- Instruction 1
In the pool heating discussion, why would dry ice in a pool look like a "Fizzies party" when ordinary ice would not?
- Instruction 2
Reproduce the records verbatim from the line containing "Annotate the protest" through the end of the records, both ends included.

- Document text
# # # #

With electric reates what they are for me here, such a use makes me shudder at the thought of the cost of all that energy.

 
from pool to home

I wonder if there is a way that a heat pump could be connected up so that the system would cool the warm pool water, and the heat could be transferred into the house to warm the domestic hot water.
 
Funny you should mention that.

I was looking for a heat-saver that I had seen years ago that harnesses the waste heat from the outdoor (condenser) coil of a central air-condtioner to create domestic hot water.

....or that uses that waste heat to heat the pool. (which we would need to do hear in eary and late summer.)

Can't find it anymore.
 
Here is another device I cant find anymore.

"economizer" for a central A/C system. When the outdoor air temp is low enough and when the humidity is low enough it sucks in outside air alone to cool your home or with the system running to supplement it.

Can anyone find me that link, please?
 
Here in Las Vegas, we put in a solar pool heater last year. 8 panels on the roof, thermostat control, which has now just conked out. The filter pump runs the whole system. There is an additional gas heater. However to keep to pool at a comfortable temperature in the Winter, we were quoted around $1500/mo for a gas bill.

One would think here in the desert the pool would be boiling in the Summer, but it isn't. We're more high desert, so it does cool down at night and we get strong winds. Right now the pool is running around 90 or so and feels pretty good.

Before the heater, the swim season was from around late June throught early September. Now we can run it from April to October, if the weather and sun cooperate. As it does get to freezing here and below, the panels get drained in November and the bypass turned on. The filter still runs to keep the pool clean.
 
pool heating/cooling

That's what most people do in CA, NV, AZ to heat pools nowadays by other than gas. Those solar blnkets also work quite well. I can't imagine where the water woudl get so warm that anybody would want to spend money to COOL it. For one thing, it would take DAYS of 100+ heat to do that. The only place that comes near those conditions that are near me is the lower desert area (Palm Springs, Cathedral City, Indian Wells, 29 Palms, Indio)
 
Ironrite, have you tried one of the insulated blankets over the pool at night to prevent heat loss and leaving it on during the day to capture heat? My sister said their's works well. Solar has to be the way to go. A friend in Florida put in a huge heat pump to heat the pool. He used it one month in the early spring and, after seeing the power bill, shut down the thing and never used it again. For that month however, he had an airconditioned garage. Another friend in Virginia installed a pool and a huge LP gas tank to run the pool heater. They went through the first filling of the tank so fast with so little rise in the temperature of the pool water that the LP gas company figured there must be a leak in the storage tank and filled it for free. When that batch disappeared, they finally figured that it was just very expensive to heat the pool water. As for chilling pool water, friends from Florida relocated, briefly, to Dallas and the summers were so hot that if you wished to use your pool for a party, you had blocks of ice delivered that looked like big ice cubes in the pool. I think it would be more fun to have dry ice delivered and make the pool look like a happy Fizzies party because, unlike frozen water which is less dense than liquid water, frozen CO2 sinks and boils furiously from the bottom. We discovered that on the day when the Omaha Steaks boxes arrived in Zero Beach. Being shameless, I went through the immediate neighborhood collecting the styrofoam boxes with dry ice once I saw what it did in water.

# # # #

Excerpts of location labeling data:

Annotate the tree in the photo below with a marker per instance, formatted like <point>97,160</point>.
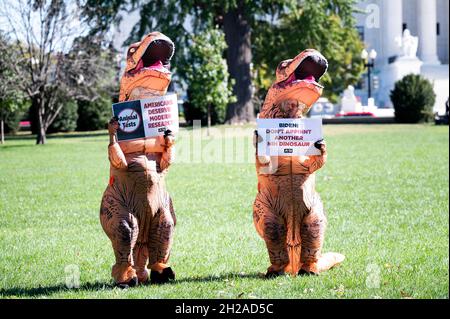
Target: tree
<point>413,98</point>
<point>207,76</point>
<point>11,101</point>
<point>267,30</point>
<point>236,18</point>
<point>54,55</point>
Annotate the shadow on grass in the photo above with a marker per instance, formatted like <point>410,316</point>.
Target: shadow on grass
<point>97,286</point>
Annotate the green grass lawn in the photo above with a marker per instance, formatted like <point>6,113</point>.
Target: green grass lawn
<point>385,190</point>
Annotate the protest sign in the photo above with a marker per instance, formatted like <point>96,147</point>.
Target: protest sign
<point>147,117</point>
<point>288,137</point>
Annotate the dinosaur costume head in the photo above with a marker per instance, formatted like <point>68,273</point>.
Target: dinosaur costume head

# # # #

- Exercise response 1
Frozen water is less dense than liquid water and floats. Frozen CO2 sinks and boils furiously from the bottom of the pool.

- Exercise response 2
Annotate the protest sign in the photo above with a marker per instance, formatted like <point>96,147</point>.
Target: protest sign
<point>147,117</point>
<point>288,137</point>
Annotate the dinosaur costume head in the photo above with a marker per instance, formatted like <point>68,273</point>.
Target: dinosaur costume head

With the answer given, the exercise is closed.